To be done :: Give back each entry unchanged, minus pictures.

_ _ _

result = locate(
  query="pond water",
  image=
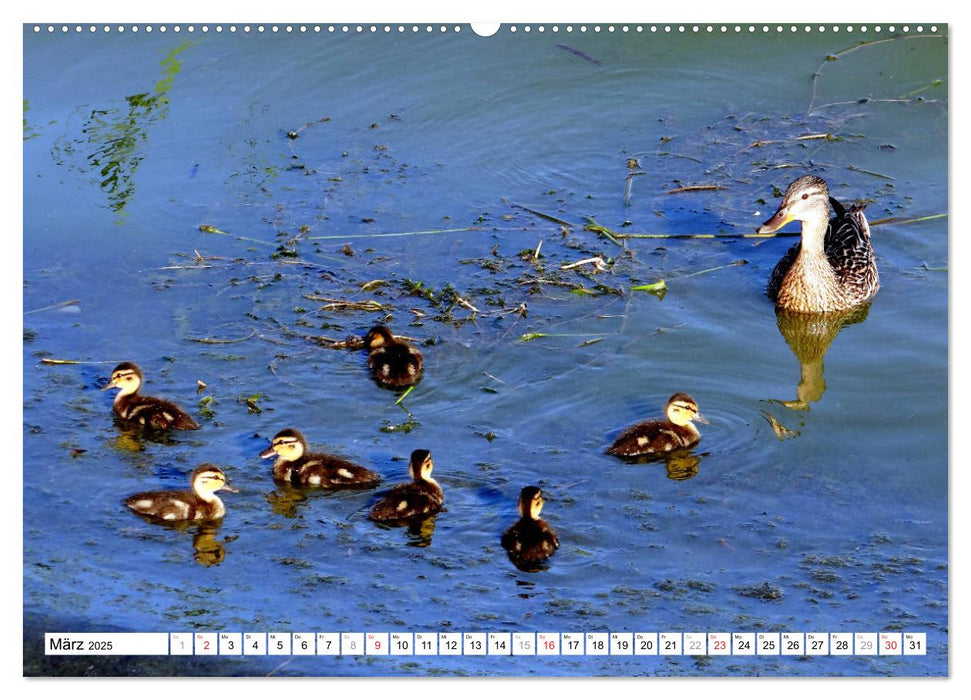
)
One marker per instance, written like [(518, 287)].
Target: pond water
[(221, 208)]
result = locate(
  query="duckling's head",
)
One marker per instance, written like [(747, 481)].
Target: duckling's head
[(530, 502), (289, 445), (682, 409), (806, 199), (127, 377), (421, 465), (378, 337), (208, 479)]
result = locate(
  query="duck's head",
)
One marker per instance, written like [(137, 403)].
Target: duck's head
[(682, 409), (127, 377), (289, 445), (208, 479), (421, 465), (377, 337), (530, 502), (806, 199)]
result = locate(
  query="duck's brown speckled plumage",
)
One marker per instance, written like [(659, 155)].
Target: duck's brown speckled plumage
[(296, 465), (420, 498), (661, 437), (833, 267), (145, 411), (393, 362), (201, 503), (531, 540)]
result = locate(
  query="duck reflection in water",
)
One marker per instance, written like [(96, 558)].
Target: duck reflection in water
[(809, 337), (208, 550), (669, 439)]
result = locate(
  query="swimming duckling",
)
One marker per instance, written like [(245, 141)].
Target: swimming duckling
[(201, 503), (418, 499), (531, 541), (833, 267), (147, 411), (659, 437), (296, 465), (393, 363)]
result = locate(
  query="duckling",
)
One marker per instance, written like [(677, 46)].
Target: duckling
[(531, 541), (201, 503), (393, 363), (147, 411), (659, 437), (833, 267), (296, 465), (418, 499)]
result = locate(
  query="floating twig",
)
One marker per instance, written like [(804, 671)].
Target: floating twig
[(653, 288), (429, 232), (206, 228), (221, 341), (734, 263), (696, 188), (862, 45), (597, 262), (611, 236), (540, 214), (900, 222), (680, 155), (402, 397), (578, 53), (69, 302), (934, 83)]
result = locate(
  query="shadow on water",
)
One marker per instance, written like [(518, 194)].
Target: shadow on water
[(207, 549), (679, 465), (119, 136)]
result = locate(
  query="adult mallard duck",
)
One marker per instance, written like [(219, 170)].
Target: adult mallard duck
[(297, 465), (420, 498), (393, 363), (146, 411), (530, 541), (833, 267), (201, 503), (660, 437)]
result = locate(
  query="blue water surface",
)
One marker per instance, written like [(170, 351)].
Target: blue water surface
[(213, 205)]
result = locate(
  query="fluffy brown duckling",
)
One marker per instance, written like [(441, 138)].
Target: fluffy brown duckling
[(660, 437), (146, 411), (833, 266), (393, 363), (295, 464), (419, 499), (201, 503), (530, 541)]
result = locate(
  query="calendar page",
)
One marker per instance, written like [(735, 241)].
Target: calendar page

_ _ _

Final answer ::
result = locate(
  query="pond water",
  image=
)
One marker per instance, written like [(518, 287)].
Target: pond water
[(221, 208)]
result = locate(
  query="duckling's head",
)
One marker per instance, written like [(747, 481)].
Target: duckling's head
[(530, 502), (289, 445), (682, 409), (806, 199), (127, 377), (421, 465), (378, 337), (208, 479)]
result = locate(
  query="duck's head",
)
One marker per instance, written like [(137, 403)].
Target: duck's head
[(682, 409), (127, 377), (289, 445), (208, 479), (421, 465), (377, 337), (530, 502), (806, 199)]
result = locate(
  query="duck's brown speckled plumage",
)
One marker per instance, written like [(659, 155)].
Target: duck's brown speckled plumage
[(296, 465), (420, 498), (661, 437), (833, 267), (145, 411), (393, 362), (201, 503), (531, 540)]
result = locate(
  query="duck reflection in water",
)
One marker per instance, written like [(96, 558)].
Target: duck reflection in water
[(809, 337), (208, 550), (669, 439)]
result = locate(
  query="swimming duckling",
)
One marker per instance, written like [(245, 141)].
Target: swimming duckling
[(201, 503), (418, 499), (531, 541), (833, 267), (147, 411), (659, 437), (296, 465), (393, 363)]
result = locate(
  query="duckling",
)
One marker per instance, written like [(677, 46)].
Target: duckling
[(531, 541), (201, 503), (393, 363), (147, 411), (659, 437), (833, 267), (296, 465), (418, 499)]
result = locate(
  query="floating twig",
)
One marker per instance, written like [(804, 671)].
Target: floating twig
[(653, 288), (429, 232), (206, 228), (221, 341), (734, 263), (696, 188), (862, 45), (597, 262), (611, 236), (540, 214), (900, 222), (680, 155), (402, 397), (578, 53), (69, 302), (934, 83)]
result = locate(
  query="shadow on water",
)
One marker per instance, written like [(518, 194)].
Target: shadow on water
[(207, 549), (679, 465), (119, 136)]
result = locate(
  query="adult mallard duck",
)
One marker per instance, written like [(219, 170)].
Target: adult mallard duck
[(297, 465), (420, 498), (393, 363), (146, 411), (530, 541), (833, 267), (201, 503), (660, 437)]
result = locate(
  query="blue water surface",
)
One marker per instance, written like [(170, 351)].
Target: blue water surface
[(213, 205)]
result = locate(
  query="fluffy brown duckling",
)
One marker per instance, written like [(441, 138)].
Target: fluffy brown duckling
[(660, 437), (146, 411), (833, 266), (393, 363), (295, 464), (419, 499), (201, 503), (530, 541)]
result = locate(
  query="calendar page",
)
One marker per instance, written like [(735, 241)].
Target: calendar page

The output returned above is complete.